【MySQL】order by引起的慢查询问题总结

最近遇到了一个SQL没有走索引导致出现慢查询的问题，SQL本身很简单，两张表联合查询然后进行排序和分页，由于涉及到一些业务，这里以用户表和订单表为例，用户表数据在35W左右，订单表数据只有8条，订单表中有外键userid可以与用户表关联，此时查询在订单表中不存在数据的用户，根据用户的姓名、性别和创建时间排序然后分页取前十条，慢查询SQL写法如下：

SELECT * 
FROM t_user user
LEFT JOIN t_order order ON user.id = order.userid
WHERE order.id IS NULL  
ORDER BY 
  user.name DESC, 
  user.gender DESC, 
  user.createtime DESC  
LIMIT 0, 10;

MySQL版本为5.7，在需要排序的字段name、gender和createtime上添加了联合索引I_USERINFO_MIX，订单表的userid也添加了索引I_USERID，SQL执行时间在5到6秒之间，查看分析计划，并没有用到联合索引，在user表在使用了临时表和文件排序，并且使用了Block Nested-Loop Join算法与订单表进行关联：

解决方式

一、强制使用索引

MySQL可以使用FORCE INDEX强制使用索引，但是此种方式后期不便于维护，比如说索引名称发生了变化，或者更换了数据库，不支持此种写法：

SELECT * 
FROM t_user user FORCE INDEX(I_USERINFO_MIX)
LEFT JOIN t_order order ON user.id = order.userid
WHERE order.id IS NULL  
ORDER BY 
  user.name DESC, 
  user.gender DESC, 
  user.createtime DESC  
LIMIT 0, 10;

FORCE INDEX的方式SQL执行时间在0.4s左右，从查询计划中可以看出没有使用临时表进行排序，对订单表进行了全表扫描：

二、使用子查询

既然是查询在order表不存在数据的用户，那么可以换一种写法，不使用JOIN，使用子查询的方式将在订单表存在数据的用户的ID查出来之后，使用NOT IN过滤：

SELECT * 
FROM t_user user 
WHERE user.id NOT IN (select userid from t_order order where user.id = order.userid)

**数据清单:**
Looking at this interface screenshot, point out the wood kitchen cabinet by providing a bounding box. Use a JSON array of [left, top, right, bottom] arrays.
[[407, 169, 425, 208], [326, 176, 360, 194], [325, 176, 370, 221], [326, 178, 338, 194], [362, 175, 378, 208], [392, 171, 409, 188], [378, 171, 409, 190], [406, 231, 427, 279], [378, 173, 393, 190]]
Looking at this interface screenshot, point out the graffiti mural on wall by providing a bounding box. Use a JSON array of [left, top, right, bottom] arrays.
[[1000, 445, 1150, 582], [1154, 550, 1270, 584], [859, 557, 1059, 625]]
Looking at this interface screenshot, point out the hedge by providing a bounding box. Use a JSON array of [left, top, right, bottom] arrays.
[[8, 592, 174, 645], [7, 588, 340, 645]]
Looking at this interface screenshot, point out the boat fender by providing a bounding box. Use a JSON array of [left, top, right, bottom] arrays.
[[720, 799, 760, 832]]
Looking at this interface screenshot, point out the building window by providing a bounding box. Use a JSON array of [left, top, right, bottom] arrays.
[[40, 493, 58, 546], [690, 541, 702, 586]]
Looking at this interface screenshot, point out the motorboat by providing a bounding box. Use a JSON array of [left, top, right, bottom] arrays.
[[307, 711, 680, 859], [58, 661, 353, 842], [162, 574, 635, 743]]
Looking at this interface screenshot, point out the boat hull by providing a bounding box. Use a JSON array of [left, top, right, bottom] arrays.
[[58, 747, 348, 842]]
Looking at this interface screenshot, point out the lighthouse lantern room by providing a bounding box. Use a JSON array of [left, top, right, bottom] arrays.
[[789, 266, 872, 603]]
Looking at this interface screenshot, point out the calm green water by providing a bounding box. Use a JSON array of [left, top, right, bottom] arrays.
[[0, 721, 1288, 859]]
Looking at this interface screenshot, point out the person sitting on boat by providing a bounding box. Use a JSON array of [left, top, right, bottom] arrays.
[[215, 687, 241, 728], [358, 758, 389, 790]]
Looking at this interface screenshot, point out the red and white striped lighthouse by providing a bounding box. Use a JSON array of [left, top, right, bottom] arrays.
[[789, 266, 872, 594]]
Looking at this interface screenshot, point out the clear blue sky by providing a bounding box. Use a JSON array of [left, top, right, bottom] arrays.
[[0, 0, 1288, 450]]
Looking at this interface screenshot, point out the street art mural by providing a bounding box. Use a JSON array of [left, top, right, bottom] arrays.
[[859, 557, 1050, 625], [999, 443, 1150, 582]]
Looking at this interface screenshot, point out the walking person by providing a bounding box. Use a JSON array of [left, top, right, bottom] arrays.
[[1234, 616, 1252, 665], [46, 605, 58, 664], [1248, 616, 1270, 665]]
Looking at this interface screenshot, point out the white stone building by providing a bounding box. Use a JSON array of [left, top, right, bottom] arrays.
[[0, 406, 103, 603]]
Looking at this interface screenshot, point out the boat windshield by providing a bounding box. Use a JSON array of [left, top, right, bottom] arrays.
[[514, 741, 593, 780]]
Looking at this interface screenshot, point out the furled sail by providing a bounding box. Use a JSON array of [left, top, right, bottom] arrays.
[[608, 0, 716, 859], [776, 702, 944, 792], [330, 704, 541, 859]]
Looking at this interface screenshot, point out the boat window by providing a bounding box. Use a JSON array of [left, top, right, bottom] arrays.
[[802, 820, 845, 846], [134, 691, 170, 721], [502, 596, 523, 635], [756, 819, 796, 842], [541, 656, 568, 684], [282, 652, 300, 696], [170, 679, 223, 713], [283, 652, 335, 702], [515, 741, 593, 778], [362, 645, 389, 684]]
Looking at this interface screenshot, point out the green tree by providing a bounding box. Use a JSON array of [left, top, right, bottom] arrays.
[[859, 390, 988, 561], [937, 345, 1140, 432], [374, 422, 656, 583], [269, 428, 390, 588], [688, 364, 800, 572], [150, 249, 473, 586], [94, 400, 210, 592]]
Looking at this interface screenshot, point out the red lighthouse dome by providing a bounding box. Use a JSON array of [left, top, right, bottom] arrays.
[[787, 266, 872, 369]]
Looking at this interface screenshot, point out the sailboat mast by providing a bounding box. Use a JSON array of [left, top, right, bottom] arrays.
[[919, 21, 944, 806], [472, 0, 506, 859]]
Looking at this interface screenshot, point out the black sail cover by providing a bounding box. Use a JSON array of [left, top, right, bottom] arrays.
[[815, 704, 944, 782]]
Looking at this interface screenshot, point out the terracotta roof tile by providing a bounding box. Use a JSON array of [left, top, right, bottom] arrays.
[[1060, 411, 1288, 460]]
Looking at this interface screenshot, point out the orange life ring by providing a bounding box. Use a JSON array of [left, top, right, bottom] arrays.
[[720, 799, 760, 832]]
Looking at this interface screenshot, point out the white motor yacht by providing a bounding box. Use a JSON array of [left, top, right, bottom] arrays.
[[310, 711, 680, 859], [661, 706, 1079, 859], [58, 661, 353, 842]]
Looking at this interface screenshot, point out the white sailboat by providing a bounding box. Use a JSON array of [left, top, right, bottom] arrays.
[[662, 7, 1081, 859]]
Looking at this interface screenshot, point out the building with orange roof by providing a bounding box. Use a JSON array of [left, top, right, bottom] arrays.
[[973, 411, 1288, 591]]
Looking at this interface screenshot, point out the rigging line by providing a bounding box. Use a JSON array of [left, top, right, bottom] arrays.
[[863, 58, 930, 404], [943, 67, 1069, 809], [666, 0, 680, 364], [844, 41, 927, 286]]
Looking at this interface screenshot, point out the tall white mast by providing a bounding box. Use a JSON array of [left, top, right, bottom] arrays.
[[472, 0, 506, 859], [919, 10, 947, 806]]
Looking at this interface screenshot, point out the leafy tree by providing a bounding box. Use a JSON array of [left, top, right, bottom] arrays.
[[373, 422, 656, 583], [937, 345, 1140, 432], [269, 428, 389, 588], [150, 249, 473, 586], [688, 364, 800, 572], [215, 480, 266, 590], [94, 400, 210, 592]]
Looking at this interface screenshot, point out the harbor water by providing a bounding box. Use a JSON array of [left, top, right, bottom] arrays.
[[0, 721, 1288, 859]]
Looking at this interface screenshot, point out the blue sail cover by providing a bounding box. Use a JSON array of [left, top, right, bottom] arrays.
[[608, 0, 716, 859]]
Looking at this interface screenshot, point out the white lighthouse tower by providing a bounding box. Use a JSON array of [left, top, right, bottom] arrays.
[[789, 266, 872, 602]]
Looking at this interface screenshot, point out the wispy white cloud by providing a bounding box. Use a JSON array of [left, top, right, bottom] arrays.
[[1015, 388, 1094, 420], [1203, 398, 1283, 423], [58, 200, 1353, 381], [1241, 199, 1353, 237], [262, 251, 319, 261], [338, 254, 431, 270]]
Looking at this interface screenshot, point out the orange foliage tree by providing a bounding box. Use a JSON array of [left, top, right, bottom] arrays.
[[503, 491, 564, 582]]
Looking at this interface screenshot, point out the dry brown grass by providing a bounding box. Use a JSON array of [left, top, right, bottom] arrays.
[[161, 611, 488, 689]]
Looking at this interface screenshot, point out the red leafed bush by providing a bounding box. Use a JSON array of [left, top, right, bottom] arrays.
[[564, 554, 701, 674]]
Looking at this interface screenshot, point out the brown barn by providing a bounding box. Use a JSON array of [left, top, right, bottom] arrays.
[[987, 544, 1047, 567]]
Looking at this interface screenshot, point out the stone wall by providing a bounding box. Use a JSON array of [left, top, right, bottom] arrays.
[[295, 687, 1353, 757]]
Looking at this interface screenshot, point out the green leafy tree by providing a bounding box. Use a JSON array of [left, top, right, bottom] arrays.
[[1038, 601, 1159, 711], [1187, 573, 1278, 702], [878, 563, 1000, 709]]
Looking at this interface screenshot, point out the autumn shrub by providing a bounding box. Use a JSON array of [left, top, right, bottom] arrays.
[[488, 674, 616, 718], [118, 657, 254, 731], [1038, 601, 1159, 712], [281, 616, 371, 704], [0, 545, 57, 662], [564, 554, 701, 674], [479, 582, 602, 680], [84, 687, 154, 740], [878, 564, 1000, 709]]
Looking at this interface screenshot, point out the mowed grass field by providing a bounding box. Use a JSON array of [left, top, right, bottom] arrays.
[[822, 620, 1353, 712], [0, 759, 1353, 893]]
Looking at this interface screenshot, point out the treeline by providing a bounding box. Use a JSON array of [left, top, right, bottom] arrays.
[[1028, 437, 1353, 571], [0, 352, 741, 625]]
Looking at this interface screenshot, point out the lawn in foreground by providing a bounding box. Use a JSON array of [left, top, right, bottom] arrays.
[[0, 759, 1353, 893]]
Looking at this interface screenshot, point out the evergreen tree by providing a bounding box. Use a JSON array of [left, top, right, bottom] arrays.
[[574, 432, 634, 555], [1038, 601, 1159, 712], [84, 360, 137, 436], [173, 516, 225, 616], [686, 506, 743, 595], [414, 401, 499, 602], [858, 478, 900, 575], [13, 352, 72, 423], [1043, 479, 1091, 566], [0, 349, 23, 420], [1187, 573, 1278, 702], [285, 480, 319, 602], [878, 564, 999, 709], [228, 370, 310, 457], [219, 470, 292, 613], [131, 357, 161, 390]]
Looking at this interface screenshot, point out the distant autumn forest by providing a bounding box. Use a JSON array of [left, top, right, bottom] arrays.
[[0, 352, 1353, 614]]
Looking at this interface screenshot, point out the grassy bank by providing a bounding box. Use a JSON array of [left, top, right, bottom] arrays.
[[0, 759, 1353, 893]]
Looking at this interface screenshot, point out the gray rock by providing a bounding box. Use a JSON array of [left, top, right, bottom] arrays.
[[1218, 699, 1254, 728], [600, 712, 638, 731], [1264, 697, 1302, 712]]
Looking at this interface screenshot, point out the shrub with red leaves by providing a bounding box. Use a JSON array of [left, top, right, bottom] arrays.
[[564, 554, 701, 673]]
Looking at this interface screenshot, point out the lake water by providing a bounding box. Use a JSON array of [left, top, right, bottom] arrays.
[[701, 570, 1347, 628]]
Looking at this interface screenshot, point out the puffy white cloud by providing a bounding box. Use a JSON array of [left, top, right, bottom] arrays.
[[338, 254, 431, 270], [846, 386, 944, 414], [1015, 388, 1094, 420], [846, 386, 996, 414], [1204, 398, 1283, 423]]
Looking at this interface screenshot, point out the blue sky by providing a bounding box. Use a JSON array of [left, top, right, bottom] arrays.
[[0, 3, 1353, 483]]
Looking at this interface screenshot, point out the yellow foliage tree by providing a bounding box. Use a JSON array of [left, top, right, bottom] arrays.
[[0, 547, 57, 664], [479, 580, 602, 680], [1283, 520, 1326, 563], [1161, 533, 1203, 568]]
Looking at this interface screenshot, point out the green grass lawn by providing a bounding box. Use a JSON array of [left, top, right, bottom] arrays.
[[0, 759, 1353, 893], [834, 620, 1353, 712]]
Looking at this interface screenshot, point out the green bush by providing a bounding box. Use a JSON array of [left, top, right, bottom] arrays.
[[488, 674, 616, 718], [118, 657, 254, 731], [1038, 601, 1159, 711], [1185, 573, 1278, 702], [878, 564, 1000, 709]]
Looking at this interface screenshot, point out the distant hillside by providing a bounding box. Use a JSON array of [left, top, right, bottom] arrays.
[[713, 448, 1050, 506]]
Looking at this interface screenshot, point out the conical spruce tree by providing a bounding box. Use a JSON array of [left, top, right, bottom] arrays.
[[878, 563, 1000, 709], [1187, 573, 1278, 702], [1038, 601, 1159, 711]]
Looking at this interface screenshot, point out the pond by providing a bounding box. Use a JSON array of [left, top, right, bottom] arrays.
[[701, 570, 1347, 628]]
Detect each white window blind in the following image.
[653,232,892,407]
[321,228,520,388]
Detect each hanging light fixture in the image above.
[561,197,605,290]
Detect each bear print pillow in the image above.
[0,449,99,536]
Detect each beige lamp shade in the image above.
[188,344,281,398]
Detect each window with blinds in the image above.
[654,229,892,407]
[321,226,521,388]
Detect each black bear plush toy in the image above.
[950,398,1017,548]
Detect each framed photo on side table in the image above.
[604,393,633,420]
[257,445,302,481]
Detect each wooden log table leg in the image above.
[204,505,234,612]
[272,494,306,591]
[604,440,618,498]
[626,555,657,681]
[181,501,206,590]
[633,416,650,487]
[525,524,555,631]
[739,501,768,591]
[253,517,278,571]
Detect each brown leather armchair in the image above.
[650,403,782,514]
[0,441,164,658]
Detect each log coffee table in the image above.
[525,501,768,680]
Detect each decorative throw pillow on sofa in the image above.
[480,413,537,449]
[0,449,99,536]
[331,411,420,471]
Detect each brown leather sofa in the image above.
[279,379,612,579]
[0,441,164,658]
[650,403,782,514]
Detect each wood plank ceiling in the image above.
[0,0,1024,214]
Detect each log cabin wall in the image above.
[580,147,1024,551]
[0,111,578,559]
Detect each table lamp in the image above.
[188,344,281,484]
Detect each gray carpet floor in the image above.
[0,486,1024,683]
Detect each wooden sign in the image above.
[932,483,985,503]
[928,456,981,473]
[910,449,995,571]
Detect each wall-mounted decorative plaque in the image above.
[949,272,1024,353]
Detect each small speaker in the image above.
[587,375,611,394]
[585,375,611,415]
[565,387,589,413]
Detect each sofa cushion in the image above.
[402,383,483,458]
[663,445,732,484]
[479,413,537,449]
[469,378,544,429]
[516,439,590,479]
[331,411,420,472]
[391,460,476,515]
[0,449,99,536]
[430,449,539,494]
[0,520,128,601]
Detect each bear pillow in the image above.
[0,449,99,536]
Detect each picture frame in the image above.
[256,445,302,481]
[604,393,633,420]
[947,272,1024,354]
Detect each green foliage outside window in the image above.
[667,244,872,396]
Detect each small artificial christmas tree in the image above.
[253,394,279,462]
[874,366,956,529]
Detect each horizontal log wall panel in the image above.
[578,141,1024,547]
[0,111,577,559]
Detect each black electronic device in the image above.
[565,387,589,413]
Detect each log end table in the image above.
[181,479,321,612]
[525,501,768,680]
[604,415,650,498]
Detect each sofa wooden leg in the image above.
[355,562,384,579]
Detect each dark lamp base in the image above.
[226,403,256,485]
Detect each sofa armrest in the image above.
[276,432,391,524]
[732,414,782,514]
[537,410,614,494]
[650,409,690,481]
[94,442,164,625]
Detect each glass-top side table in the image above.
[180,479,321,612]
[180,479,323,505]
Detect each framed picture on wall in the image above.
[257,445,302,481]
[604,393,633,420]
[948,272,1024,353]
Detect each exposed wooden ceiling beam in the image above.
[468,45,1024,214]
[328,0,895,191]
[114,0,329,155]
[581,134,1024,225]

**任务目标:**
a: 根据文本节选回答下列问题，每问一行：
(i) 用户表的数据量大约是多少？
(ii) 原慢查询SQL的执行时间在什么范围？
(iii) 采用FORCE INDEX方式后，SQL执行时间大约是多少？
b: 请将条目中从包含“Detect each wooden sign in the image above.”的那一行起、直至条目结尾的各行重新写出，把其中的“sofa”一律改为“couch”，其余内容保持不变。

**逐项解答:**
a:
(i) 35W左右
(ii) 5到6秒之间
(iii) 0.4s左右

b:
Detect each wooden sign in the image above.
[932,483,985,503]
[928,456,981,473]
[910,449,995,571]
Detect each wall-mounted decorative plaque in the image above.
[949,272,1024,353]
Detect each small speaker in the image above.
[587,375,611,394]
[585,375,611,415]
[565,387,589,413]
Detect each couch cushion in the image above.
[402,383,483,458]
[663,445,732,484]
[479,413,537,449]
[469,378,544,429]
[516,439,590,479]
[331,411,420,472]
[391,460,476,515]
[0,449,99,536]
[430,449,539,494]
[0,520,128,601]
Detect each bear pillow in the image above.
[0,449,99,536]
Detect each picture frame in the image above.
[256,445,302,481]
[604,393,633,420]
[947,272,1024,354]
Detect each green foliage outside window in the image above.
[667,244,872,396]
Detect each small artificial christmas tree in the image above.
[253,394,279,462]
[874,366,956,529]
Detect each horizontal log wall panel in the image above.
[578,141,1024,547]
[0,111,577,559]
Detect each black electronic device in the image above.
[565,387,589,413]
Detect each log end table in the image above.
[181,479,321,612]
[525,501,768,680]
[604,415,650,498]
Detect each couch wooden leg in the image above.
[355,562,384,579]
Detect each dark lamp base in the image above.
[226,403,256,485]
Detect each couch armrest in the image above.
[276,432,391,524]
[732,414,782,514]
[537,410,614,494]
[650,409,690,481]
[94,442,164,625]
Detect each glass-top side table in the image above.
[180,479,321,612]
[180,479,323,505]
Detect each framed picture on wall in the image above.
[257,445,302,481]
[604,393,633,420]
[948,272,1024,353]
Detect each exposed wooden ceiling beam in the image above.
[468,45,1024,214]
[328,0,895,191]
[114,0,329,155]
[581,134,1024,225]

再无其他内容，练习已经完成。